> **DATA PROVIDED**:
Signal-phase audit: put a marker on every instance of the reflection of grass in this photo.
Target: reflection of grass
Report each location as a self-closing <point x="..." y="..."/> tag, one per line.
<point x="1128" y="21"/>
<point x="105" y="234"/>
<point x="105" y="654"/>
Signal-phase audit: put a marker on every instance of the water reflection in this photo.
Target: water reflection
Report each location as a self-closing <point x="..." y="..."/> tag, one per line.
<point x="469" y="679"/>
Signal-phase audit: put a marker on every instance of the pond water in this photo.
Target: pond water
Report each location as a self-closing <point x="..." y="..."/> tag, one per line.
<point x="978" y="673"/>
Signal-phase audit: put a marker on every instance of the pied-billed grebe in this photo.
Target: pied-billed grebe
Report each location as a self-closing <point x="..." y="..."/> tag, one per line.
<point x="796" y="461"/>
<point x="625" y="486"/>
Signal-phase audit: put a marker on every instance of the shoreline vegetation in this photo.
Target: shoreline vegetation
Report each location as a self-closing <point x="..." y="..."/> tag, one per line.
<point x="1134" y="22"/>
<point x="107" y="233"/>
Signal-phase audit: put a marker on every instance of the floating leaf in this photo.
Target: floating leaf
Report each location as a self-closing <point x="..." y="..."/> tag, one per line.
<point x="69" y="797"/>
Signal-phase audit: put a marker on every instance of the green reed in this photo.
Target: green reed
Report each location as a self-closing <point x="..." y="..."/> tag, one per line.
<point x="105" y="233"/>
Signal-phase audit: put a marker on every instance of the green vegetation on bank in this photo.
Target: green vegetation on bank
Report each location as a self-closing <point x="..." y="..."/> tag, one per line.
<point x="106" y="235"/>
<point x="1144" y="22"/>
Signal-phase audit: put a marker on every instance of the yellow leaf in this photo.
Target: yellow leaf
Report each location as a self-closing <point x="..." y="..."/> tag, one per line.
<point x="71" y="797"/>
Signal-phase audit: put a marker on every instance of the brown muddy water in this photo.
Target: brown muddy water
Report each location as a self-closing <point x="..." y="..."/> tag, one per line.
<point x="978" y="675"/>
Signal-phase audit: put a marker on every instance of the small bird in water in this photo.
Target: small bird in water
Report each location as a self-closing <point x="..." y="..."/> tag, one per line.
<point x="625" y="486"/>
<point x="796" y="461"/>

> **EXERCISE INSTRUCTIONS**: Say, as a bare number, how many lines of the data hold the string "bird".

> **SOLUTION FOR THIS PROBLEM**: 2